↓↓↓

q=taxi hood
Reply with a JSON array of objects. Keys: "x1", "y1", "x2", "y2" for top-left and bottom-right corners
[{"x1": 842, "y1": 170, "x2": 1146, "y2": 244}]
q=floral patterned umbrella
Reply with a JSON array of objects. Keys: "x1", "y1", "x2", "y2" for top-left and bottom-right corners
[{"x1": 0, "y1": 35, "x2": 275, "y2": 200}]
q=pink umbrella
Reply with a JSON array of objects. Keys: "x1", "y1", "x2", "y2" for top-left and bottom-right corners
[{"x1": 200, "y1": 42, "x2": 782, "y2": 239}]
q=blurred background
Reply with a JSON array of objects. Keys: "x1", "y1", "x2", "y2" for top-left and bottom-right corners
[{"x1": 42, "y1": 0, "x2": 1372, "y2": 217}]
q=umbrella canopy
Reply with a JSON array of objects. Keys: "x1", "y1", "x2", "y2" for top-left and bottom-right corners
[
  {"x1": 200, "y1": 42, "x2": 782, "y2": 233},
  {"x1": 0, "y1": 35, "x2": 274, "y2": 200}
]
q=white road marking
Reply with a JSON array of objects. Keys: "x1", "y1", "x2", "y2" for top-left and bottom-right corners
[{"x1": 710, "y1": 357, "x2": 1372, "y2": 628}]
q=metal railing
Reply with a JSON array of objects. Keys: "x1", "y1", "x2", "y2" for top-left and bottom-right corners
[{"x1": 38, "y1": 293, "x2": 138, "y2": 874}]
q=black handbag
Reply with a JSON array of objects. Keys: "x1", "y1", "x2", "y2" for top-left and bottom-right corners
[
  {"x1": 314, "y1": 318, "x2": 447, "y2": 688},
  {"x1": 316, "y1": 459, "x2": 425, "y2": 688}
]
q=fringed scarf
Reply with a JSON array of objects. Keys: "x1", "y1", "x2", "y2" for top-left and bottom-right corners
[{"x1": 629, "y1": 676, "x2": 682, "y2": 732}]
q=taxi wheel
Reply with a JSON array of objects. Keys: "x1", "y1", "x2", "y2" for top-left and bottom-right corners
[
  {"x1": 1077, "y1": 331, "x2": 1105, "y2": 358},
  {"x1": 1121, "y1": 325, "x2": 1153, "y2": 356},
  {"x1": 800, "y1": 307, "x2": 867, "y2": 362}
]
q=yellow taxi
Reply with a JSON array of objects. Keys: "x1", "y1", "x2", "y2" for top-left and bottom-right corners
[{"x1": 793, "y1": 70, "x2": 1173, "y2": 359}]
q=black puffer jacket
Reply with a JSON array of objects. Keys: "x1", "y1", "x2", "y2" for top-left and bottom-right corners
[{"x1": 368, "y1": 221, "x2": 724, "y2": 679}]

↑↑↑

> **Written instruction**: Copy the material from the line holding "q=yellow taxi" through the end of the material, both ends included, keeping the requests as they are. In the answers, multiply each box coordinate by 0.7 and round it to a whole number, with halves rounded up.

> **The answer**:
q=yellow taxi
Reply with a JSON array of objects. Keys: "x1", "y1", "x2", "y2" for top-left and bottom-right corners
[{"x1": 555, "y1": 49, "x2": 821, "y2": 251}]
q=black puffer jacket
Reply with a JSON array of objects. Keys: "x1", "y1", "x2", "y2" for top-left and bottom-right corners
[{"x1": 258, "y1": 155, "x2": 507, "y2": 475}]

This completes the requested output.